Tugas ->
1. Apakah setiap pernyataan berikut sesuai dengan makalah tentang qira’at Ali Kisa’i di bawah? Jawab ya atau tidak, lalu kutip kata-kata dari makalah yang menjadi dasarnya.
(a) Al-Qur’an juga punya ilmu tersendiri untuk membacanya.
(b) Al-Qur’an diturunkan lewat perantara malaikat Mikail.
(c) Al-Qur’an hanya menjadi dasar hukum dalam urusan ibadah.
2. Menurut makalah tentang qira’at Ali Kisa’i di bawah, untuk apa makalah itu disusun? Jelaskan dalam satu sampai tiga kalimat.
**** Teks Sumber
Selasa, 06 Juni 2017

QIRA’AT IMAM ALI KISA’I



QIRA’AT ALI KISA’I
Makalah
Disusun Guna Memenuhi Tugas UAS
Mata Kuliah: Qira’at dan Nagham
Dosen Pengampu: H. Saiful Mujab, M.S.I.



Disusun Oleh:
Ainul Abdul Nai’m
1530110007




SEKOLAH TINGGI AGAMA ISLAM NEGERI (STAIN) KUDUS
JURUSAN USHULUDDIN/IQT 4A
2017


BAB I
PENDAHULUAN

A.    Latar Belakang
Al-Qur’an adalah kalammullah yang diturunkan kepada Nabi Muhammad SAW melalui perantara malaikat Jibril sebagai mu’jizat. Al-Qur’an adalah sumber ilmu bagi kaum muslimin yang merupakan dasar-dasar hukum yang mencakup segala hal, baik aqidah, ibadah, etika, mu’amalah dan sebagainya. Selain sebagai sumber ilmu, Al-Qur’an juga mempunyai ilmu dalam membacanya.
********
**** Data
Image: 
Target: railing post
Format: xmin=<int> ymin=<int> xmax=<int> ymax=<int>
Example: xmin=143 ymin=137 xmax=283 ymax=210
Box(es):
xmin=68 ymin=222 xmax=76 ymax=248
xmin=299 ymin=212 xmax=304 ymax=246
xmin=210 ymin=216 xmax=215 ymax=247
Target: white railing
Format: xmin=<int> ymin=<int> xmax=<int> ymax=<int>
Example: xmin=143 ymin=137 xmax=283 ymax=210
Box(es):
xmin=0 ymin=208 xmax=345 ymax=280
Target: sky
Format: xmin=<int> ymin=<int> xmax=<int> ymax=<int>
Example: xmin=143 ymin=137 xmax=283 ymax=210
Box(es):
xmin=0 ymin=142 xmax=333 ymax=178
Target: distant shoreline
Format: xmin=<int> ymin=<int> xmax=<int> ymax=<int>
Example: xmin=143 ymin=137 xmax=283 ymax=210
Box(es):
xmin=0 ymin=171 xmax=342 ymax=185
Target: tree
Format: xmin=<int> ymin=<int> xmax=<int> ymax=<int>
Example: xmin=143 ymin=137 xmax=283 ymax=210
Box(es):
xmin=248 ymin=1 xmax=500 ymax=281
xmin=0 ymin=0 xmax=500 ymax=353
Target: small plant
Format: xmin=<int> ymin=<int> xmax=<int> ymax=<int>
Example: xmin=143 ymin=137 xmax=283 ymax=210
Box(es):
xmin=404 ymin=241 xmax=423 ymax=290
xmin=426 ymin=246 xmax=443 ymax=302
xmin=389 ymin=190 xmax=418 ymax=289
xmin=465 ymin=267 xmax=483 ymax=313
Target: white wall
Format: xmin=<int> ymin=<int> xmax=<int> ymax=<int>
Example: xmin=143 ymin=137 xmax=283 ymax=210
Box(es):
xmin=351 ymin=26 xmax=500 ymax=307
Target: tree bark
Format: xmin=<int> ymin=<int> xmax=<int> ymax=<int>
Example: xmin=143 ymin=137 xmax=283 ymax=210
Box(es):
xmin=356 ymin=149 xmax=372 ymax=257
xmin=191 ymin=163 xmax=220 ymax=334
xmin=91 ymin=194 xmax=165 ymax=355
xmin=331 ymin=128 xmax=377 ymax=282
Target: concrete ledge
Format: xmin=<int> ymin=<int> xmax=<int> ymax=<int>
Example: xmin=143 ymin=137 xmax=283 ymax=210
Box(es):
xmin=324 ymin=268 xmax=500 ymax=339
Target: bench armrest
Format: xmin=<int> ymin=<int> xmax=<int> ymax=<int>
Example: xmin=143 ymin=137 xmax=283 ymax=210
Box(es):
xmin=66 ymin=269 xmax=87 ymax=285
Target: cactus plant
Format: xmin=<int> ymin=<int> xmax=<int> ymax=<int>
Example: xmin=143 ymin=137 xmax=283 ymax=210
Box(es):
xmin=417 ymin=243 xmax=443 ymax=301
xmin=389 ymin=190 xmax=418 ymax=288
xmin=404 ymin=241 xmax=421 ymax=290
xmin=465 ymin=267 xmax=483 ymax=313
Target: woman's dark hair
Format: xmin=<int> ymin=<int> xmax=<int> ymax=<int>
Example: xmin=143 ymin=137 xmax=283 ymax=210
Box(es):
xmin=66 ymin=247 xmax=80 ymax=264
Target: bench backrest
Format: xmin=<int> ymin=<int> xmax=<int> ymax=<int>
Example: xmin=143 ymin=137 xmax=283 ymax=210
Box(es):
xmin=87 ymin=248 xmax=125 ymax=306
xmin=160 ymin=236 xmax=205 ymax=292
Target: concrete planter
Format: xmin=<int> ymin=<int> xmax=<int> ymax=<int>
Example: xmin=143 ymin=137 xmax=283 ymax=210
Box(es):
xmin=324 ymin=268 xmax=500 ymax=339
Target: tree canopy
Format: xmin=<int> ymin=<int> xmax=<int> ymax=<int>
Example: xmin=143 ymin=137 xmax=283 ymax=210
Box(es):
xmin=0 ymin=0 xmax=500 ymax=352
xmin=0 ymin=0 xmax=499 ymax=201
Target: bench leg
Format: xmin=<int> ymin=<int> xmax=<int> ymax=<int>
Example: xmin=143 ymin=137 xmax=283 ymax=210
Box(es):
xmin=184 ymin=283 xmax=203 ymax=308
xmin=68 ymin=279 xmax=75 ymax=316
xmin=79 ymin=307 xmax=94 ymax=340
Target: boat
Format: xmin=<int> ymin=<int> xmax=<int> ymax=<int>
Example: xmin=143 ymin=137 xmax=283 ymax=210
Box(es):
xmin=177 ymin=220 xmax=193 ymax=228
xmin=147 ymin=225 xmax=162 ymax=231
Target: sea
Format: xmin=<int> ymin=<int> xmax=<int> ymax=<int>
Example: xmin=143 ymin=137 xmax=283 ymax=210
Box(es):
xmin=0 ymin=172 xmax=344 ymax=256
********
Jawaban ->
1.
(a) Ya: "Al-Qur’an juga mempunyai ilmu dalam membacanya."
(b) Tidak: "melalui perantara malaikat Jibril"
(c) Tidak: "mencakup segala hal, baik aqidah, ibadah, etika, mu’amalah dan sebagainya"

2. Makalah itu disusun untuk memenuhi tugas UAS. Tugas tersebut berasal dari mata kuliah Qira’at dan Nagham yang diampu oleh H. Saiful Mujab, M.S.I.